Problem description:
Lay out each of the following entries as a JSON list of strings, with one string per line and blank lines omitted.

Record excerpts:
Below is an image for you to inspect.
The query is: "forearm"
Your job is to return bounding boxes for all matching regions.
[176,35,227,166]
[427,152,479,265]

Answer:
[
  "Below is an image for you to inspect.",
  "The query is: \"forearm\"",
  "Your job is to return bounding boxes for all matching regions.",
  "[176,35,227,166]",
  "[427,152,479,265]"
]